EXERCISE DESCRIPTION: Reproduce the records below verbatim, line for line, omitting the pictures from your reply.

[begin INPUT DATA]

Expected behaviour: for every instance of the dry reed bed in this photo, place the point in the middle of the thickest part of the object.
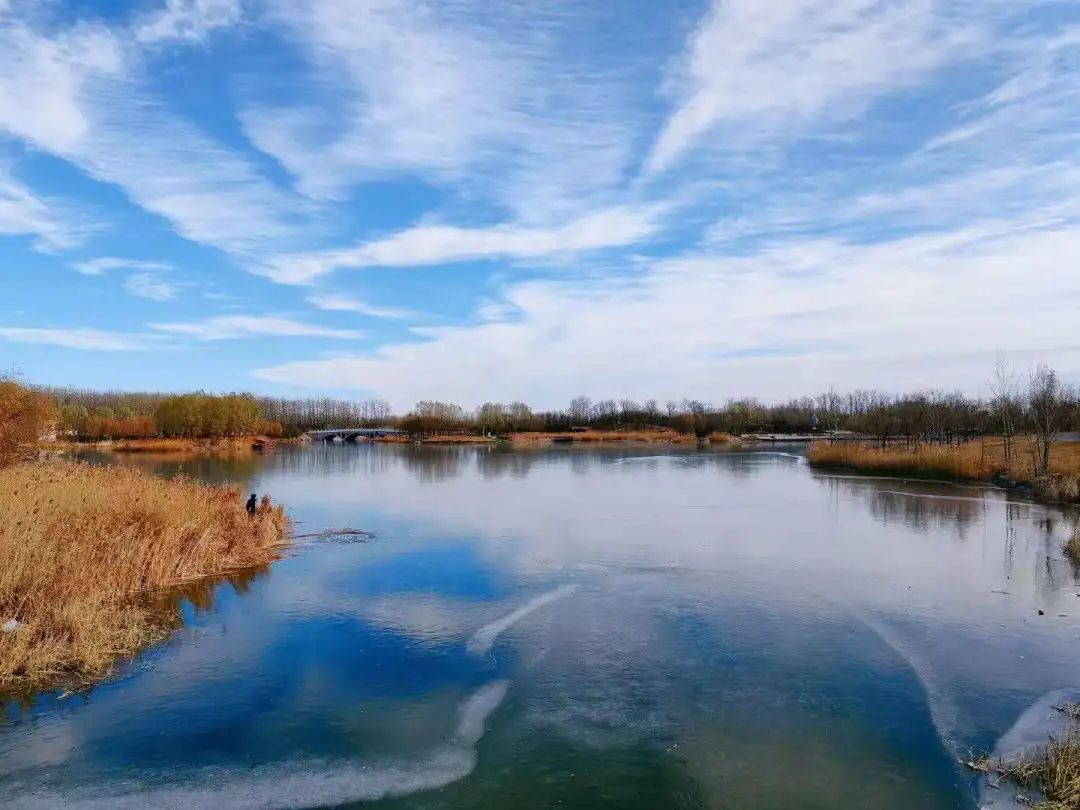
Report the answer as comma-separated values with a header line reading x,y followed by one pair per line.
x,y
977,460
88,554
1072,547
650,436
1052,769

[end INPUT DATA]

RESULT BELOW:
Expected behaviour: for every instance of the dry reed bed in this photo, place the point in the middle of the thickest part of the object.
Report the answer as comma-separated values with a header line reading x,y followed by one pair per line.
x,y
977,460
88,554
1072,547
650,436
1052,769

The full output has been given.